### WRITTEN TASKS
1. In the email thread, which two OS X settings areas have an "Advanced…" button?
2. Transcribe a passage from the email thread, beginning at the words "Date Mon, 14" and stopping after "can be used.".
3. According to the email thread, why was the word "Advanced" suggested as a label for uncommon options?

### TEXT BLOCK
Date Mon, 14 Sep 2015 08:38:12 GMT
Hi

Yeah maybe advanced is a term that is maybe used in other products. So
I guess its after all an okay word.

I logged a ticket about this
https://issues.apache.org/jira/browse/CAMEL-9131

On Thu, Sep 10, 2015 at 4:00 PM, Daniel Kulp <dkulp@apache.org> wrote:
>> Using the word advanced is imho not always the best word for uncommon
>> options. Maybe some good english word for "uncommon / seldom / rare"
>> can be used.
>
> The main reason I suggested “Advanced” is that that is what Apple seems to use in
it’s gui for similar things.   If you are on a Mac, go to your Settings app and open up
the “Security & Privacy” settings.   There is an “Advanced…” button.   Likewise
in the “Internet Accounts”.   There were a few other places I saw this as well while poking
around the various OS X applications preferences panels.
>
> Of course, this could be something Apple has localized to my US version of OSX.   No
idea.   :-)     No idea what MS does in Windows.
>
> Dan
>
>
>
>> On Sep 10, 2015, at 2:30 AM, Claus Ibsen <claus.ibsen@gmail.com> wrote:
>>
>> Hi
>>
>> Yeah it was the idea to add more labels to the options. The idea is
>> that you can append more labels separated by comma, eg
>>
>> "consumer,common,security"
>> "consumer,common"
>> "consumer,networking"
>> "consumer,security"
>>
>> And if a component is only consumer or producer then that would be
>> implied, and you do not need to have "consumer" or "producer".

### GIVEN INFORMATION
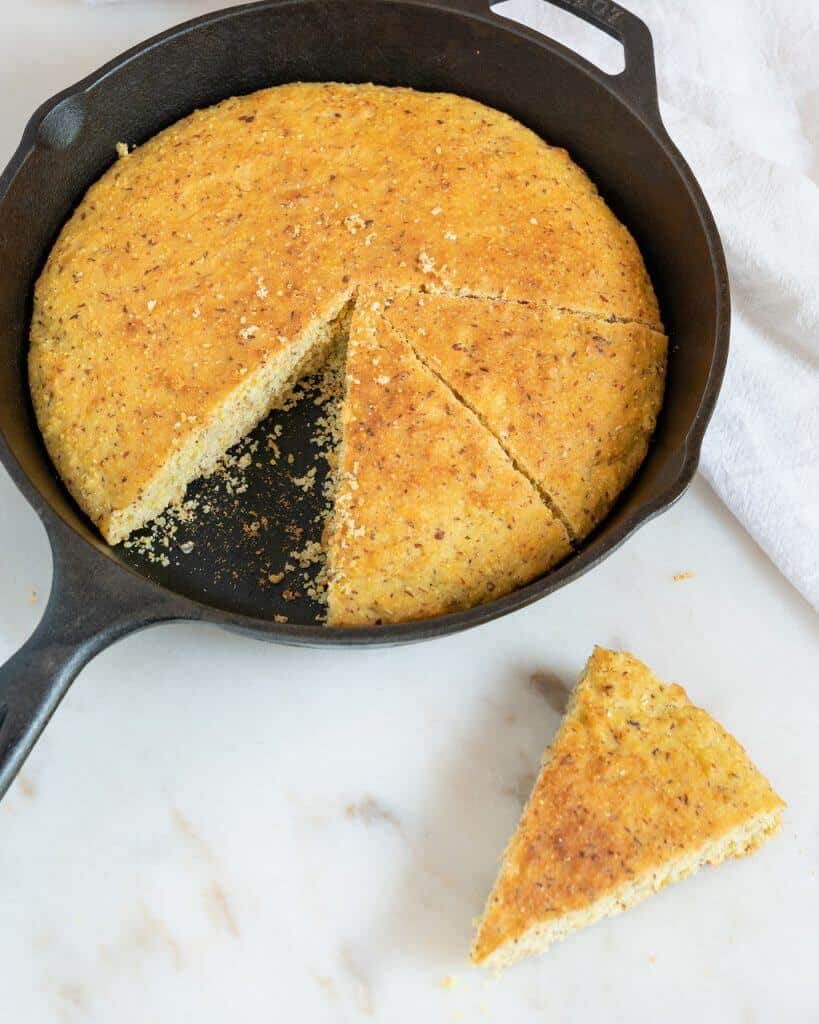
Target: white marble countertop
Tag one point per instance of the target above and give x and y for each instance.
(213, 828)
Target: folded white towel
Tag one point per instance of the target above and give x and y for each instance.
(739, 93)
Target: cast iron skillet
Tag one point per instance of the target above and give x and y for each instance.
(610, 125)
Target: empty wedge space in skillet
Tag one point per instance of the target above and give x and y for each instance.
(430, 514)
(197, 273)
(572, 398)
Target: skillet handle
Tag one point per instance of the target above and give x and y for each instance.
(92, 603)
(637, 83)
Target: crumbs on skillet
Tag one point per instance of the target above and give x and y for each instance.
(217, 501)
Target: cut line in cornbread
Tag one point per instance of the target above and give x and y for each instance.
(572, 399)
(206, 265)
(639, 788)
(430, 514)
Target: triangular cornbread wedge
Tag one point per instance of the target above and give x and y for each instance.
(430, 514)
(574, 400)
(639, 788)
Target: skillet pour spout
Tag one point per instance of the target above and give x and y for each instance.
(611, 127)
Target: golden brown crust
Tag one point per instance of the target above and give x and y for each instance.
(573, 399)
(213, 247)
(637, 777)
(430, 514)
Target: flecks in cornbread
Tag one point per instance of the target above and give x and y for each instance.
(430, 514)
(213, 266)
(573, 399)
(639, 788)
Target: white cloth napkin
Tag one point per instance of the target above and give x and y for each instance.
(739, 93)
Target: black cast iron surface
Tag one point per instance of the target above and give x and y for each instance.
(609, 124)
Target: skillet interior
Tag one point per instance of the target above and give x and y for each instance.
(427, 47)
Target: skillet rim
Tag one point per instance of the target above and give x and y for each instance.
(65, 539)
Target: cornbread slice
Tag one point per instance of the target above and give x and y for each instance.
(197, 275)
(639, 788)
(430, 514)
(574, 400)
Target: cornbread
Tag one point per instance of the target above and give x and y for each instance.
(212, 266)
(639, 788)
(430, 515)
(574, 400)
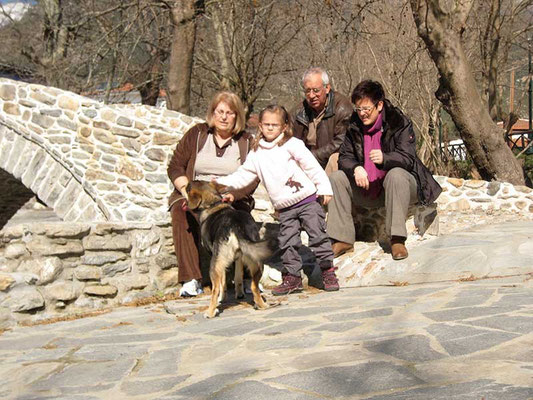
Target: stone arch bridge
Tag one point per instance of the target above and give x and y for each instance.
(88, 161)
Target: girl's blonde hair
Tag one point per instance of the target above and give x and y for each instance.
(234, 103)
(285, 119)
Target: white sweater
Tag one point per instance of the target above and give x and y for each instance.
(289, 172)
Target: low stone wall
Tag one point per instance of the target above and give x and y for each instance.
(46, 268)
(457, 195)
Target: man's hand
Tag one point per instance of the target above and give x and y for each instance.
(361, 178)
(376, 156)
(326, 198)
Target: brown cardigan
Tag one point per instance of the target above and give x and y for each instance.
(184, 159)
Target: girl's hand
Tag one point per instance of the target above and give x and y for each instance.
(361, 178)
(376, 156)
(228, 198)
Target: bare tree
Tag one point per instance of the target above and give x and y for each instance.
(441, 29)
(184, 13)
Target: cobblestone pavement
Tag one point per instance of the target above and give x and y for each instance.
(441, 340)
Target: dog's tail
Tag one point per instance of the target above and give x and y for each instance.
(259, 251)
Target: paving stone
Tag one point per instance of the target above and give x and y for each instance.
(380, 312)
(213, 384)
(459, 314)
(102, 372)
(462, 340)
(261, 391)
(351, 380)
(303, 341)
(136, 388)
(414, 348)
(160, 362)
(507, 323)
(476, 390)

### ANSWERS FOR THE TASKS
1. The "Security & Privacy" settings and the "Internet Accounts" settings.

2.
Date Mon, 14 Sep 2015 08:38:12 GMT
Hi

Yeah maybe advanced is a term that is maybe used in other products. So
I guess its after all an okay word.

I logged a ticket about this
https://issues.apache.org/jira/browse/CAMEL-9131

On Thu, Sep 10, 2015 at 4:00 PM, Daniel Kulp <dkulp@apache.org> wrote:
>> Using the word advanced is imho not always the best word for uncommon
>> options. Maybe some good english word for "uncommon / seldom / rare"
>> can be used.

3. It was suggested because Apple appears to use "Advanced" in its GUI for similar things. On a Mac, the "Security & Privacy" and "Internet Accounts" settings each have an "Advanced…" button, and it appeared in other OS X preferences panels as well.